Text excerpt →
====

The Picture Book Buzz - Interview with Sarafina Nance and Greg Paprocki
I have the honor to introduce you all to two fun creatives and give you with a sneak peek at their picture book, Little Leonardo’s Fascinating World of Astronomy.
Sarafina Nance is an Astrophysics PhD student at UC Berkeley, studying supernovae & cosmology. She is an astrophysicist, analog astronaut, author, host of astronomy show "Constellations", and fervent women's health advocate.
This is Sarafina's debut as a picture book author.
Greg Paprocki is a prolific artist always trying to push the limits of his imagination. His creativity, drive and careful attention to detail is reflected in his art. And though he is a one-man shop, Greg’s polished, inventive work evokes the skills set of an entire team of artists. Hundreds of companies have called on Greg to create something memorable for them.
He is an author/illustrator of numerous board book series, including the Babylit National Park and Historical-themed ABC series, the Baby's Classics series, and a Count and Finder Primer series.

====

Required tasks →
A: Using the picture book interview introduction, answer each question:
(i) What does Sarafina Nance study as a PhD student at UC Berkeley?
(ii) What is the title of the picture book?
(iii) How many companies have called on Greg Paprocki to create something for them?
B: For each statement, say yes or no based on the picture book interview introduction, and quote the words that decide it:
(i) This is Sarafina Nance's first picture book.
(ii) Greg Paprocki works as part of a large team of artists.
(iii) Sarafina Nance hosts an astronomy show.
C: Pick up the picture book interview introduction after its last sentence and keep writing.
The listing that comes next has no connection to the interview introduction.

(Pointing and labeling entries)
====

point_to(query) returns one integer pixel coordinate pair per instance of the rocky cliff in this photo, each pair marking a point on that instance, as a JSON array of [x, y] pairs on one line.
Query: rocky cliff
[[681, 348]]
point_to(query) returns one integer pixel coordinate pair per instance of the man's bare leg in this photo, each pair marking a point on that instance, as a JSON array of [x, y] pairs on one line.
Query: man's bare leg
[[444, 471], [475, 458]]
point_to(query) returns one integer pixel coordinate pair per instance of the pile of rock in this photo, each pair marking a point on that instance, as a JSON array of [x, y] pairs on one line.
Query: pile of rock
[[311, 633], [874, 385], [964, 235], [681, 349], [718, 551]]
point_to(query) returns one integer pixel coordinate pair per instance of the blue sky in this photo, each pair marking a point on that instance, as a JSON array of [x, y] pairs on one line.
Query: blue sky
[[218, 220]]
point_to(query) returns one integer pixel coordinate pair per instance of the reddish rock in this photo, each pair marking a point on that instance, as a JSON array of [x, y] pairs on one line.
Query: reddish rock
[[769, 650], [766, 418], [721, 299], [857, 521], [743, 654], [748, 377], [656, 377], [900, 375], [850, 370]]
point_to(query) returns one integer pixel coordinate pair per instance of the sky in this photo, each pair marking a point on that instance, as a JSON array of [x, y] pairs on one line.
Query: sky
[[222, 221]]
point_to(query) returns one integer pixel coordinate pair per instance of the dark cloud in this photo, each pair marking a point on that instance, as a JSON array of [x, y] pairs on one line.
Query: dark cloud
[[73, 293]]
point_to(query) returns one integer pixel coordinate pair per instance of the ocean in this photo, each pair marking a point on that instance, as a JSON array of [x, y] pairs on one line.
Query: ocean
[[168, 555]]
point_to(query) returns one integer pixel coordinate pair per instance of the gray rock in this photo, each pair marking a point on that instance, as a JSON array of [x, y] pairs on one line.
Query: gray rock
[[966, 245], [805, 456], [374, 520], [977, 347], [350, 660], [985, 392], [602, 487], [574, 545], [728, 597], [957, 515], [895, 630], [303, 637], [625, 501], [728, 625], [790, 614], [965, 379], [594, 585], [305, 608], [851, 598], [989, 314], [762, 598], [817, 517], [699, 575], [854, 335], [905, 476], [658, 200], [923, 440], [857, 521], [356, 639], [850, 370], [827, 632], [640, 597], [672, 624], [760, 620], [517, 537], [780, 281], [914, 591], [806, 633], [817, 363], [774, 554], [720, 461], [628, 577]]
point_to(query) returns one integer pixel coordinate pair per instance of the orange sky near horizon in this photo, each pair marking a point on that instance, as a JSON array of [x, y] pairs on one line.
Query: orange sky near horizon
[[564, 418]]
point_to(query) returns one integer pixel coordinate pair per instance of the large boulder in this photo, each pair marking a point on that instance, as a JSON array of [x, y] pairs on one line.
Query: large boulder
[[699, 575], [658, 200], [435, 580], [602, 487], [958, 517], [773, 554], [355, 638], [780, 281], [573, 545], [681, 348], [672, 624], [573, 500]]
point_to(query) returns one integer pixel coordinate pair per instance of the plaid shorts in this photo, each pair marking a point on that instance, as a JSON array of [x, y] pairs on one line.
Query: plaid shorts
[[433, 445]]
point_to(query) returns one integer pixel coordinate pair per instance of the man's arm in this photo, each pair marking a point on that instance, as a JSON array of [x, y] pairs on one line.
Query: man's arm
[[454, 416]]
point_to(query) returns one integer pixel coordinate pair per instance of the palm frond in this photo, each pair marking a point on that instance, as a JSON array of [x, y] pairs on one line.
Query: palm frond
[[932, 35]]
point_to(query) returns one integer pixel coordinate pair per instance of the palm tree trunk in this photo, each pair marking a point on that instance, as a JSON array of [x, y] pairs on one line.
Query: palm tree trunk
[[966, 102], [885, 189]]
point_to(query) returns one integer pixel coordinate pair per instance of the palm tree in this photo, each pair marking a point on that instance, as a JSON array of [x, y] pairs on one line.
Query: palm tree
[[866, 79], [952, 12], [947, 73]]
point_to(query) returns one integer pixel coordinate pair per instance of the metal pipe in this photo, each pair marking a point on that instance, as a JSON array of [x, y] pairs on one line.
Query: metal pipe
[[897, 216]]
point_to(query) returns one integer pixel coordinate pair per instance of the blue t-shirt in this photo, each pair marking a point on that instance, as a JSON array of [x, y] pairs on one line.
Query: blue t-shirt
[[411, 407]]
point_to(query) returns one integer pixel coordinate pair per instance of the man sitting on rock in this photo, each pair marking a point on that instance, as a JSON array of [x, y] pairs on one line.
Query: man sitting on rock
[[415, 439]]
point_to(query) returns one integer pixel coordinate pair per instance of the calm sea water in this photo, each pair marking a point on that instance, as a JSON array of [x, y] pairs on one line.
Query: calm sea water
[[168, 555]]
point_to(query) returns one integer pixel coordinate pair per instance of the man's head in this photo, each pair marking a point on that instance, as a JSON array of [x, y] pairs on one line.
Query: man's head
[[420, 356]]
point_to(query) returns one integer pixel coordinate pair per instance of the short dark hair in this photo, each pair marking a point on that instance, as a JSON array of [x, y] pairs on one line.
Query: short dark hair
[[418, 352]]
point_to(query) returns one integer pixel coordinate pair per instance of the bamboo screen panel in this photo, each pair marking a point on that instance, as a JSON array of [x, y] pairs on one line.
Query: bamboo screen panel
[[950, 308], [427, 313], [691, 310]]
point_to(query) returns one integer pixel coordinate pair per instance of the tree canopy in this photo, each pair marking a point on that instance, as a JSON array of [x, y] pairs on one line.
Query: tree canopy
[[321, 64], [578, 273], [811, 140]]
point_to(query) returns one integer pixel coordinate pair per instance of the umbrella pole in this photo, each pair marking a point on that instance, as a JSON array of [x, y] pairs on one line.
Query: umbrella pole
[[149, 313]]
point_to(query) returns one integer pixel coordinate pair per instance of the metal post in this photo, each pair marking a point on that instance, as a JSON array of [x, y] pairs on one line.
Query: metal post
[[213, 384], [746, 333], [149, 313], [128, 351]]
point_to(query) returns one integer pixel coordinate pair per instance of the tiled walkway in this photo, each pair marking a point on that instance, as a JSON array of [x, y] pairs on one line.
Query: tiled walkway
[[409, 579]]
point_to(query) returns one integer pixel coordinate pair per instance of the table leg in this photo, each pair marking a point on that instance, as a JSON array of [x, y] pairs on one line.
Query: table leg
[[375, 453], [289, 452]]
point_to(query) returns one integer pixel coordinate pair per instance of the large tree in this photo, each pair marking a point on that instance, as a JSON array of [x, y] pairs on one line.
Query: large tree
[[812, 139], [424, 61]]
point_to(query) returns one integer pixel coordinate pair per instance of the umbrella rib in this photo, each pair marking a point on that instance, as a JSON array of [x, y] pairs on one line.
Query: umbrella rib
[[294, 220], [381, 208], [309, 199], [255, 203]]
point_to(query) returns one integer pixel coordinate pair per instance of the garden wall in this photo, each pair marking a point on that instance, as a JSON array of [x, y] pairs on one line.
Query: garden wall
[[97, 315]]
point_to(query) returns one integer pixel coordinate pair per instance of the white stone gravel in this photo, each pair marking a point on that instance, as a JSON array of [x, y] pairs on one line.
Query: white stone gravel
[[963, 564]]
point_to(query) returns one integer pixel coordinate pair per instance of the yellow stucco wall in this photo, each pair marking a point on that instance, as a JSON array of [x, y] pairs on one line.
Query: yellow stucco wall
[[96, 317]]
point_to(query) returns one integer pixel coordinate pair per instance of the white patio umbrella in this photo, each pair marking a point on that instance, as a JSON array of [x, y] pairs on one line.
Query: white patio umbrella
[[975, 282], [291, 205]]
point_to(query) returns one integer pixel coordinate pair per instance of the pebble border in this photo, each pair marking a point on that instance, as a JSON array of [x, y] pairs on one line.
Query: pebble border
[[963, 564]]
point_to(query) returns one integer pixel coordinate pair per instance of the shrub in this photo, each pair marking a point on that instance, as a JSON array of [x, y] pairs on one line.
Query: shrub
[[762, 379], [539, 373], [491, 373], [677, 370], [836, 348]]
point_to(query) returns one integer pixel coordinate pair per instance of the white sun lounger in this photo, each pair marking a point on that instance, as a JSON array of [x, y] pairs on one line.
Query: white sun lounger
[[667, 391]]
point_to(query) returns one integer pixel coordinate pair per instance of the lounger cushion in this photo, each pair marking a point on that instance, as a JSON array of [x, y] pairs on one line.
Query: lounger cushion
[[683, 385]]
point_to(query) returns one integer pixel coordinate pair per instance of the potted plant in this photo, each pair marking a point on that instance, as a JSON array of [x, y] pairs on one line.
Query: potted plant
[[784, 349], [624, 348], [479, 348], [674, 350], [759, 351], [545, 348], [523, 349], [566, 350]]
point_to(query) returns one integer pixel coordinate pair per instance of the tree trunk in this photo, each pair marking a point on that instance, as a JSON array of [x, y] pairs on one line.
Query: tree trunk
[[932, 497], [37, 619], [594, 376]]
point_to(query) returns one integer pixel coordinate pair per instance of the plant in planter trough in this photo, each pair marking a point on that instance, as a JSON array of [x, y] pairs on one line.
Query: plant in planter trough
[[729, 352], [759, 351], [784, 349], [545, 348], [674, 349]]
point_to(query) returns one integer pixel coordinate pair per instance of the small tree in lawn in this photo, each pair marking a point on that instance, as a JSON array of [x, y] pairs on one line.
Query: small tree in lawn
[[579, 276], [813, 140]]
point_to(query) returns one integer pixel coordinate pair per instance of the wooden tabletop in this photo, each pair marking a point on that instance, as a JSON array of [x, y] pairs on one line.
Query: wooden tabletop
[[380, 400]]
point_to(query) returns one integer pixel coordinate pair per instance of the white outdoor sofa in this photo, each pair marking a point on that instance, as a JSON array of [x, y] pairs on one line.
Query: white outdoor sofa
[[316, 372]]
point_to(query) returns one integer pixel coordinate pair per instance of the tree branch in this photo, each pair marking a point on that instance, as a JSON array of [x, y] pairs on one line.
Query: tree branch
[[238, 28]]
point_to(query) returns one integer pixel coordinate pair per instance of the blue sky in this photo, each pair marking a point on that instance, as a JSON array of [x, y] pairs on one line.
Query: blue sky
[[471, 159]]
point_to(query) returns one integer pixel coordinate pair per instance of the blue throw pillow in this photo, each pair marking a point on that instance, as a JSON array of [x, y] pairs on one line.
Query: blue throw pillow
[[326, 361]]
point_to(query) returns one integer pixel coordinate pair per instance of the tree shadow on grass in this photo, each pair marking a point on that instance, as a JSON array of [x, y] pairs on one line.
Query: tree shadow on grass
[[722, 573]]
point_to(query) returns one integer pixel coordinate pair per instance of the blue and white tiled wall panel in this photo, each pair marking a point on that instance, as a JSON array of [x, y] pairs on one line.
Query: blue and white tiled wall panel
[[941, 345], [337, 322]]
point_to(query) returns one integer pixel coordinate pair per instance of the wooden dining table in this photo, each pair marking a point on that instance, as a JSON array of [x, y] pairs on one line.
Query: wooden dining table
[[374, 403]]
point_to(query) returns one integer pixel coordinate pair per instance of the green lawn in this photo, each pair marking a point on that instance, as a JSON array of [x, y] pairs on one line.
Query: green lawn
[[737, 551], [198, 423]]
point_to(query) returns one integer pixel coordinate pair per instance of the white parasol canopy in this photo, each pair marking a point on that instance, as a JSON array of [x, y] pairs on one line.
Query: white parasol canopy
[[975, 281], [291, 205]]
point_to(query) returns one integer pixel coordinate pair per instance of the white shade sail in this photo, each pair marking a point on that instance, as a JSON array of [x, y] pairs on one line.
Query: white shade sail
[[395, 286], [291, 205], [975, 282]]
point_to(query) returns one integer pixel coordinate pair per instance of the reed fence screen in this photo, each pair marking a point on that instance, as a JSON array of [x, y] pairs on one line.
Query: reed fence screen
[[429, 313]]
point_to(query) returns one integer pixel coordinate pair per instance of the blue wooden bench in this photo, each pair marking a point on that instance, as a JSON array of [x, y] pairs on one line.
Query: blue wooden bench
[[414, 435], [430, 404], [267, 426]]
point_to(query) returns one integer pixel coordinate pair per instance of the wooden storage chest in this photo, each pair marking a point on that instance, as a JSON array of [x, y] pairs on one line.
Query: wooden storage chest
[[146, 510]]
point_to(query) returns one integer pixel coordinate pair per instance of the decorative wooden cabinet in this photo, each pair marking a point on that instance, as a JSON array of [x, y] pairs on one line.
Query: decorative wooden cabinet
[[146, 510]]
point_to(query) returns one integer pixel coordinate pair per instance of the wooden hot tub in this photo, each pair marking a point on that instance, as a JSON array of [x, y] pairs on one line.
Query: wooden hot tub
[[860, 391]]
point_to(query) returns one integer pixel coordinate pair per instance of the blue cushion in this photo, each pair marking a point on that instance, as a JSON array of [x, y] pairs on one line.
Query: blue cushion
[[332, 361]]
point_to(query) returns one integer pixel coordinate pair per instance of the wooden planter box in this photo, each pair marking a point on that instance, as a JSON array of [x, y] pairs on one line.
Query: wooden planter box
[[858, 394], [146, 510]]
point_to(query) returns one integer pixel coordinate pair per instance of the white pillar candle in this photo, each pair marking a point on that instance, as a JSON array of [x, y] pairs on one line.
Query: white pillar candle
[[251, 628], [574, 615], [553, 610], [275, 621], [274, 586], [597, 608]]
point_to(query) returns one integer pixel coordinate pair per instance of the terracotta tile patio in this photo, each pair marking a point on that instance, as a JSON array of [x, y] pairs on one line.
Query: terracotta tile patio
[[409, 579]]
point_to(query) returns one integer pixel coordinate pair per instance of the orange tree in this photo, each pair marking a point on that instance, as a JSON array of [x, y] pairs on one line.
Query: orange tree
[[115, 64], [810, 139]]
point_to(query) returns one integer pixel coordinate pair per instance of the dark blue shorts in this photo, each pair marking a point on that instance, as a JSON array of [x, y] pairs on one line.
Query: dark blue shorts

====

Outputs →
A:
(i) Supernovae and cosmology.
(ii) Little Leonardo’s Fascinating World of Astronomy.
(iii) Hundreds.

B:
(i) Yes: "This is Sarafina's debut as a picture book author."
(ii) No: "though he is a one-man shop"
(iii) Yes: "host of astronomy show "Constellations""

C:
He is also the illustrator of numerous books, including the Baby Loves Political Science . . . four board book series by Ruth Spiro, Little Leonardo's MakerLab: Building, Space, & Robot books by Bart King (2019), Here and There by Susie Rae (2018), The Big Book of Superheroes by Bart King (2014), and other books in the Little Leonardo’s Fascinating World series.
Their picture book, Little Leonardo’s Fascinating World of Astronomy, releases September 7th.
Welcome Sarafina and Greg,
Tell us a little about yourself. (Where/when do you write? How long have you been writing? What is your favorite type of book to write? What does it mean to be an “analog astronaut”?)
SARAFINA: Thanks for having me! I’ve loved to write since I was a kid and always joke that I’m a far more talented writer than physicist. I enjoy highly illustrative writing, the type that really puts you in the moment and sets the scene. I always carried books around with me as a kid, and used them as my “escape” from the daily world—along with the night sky, of course. I write in the same way, illustrating escapes from our day-to-day.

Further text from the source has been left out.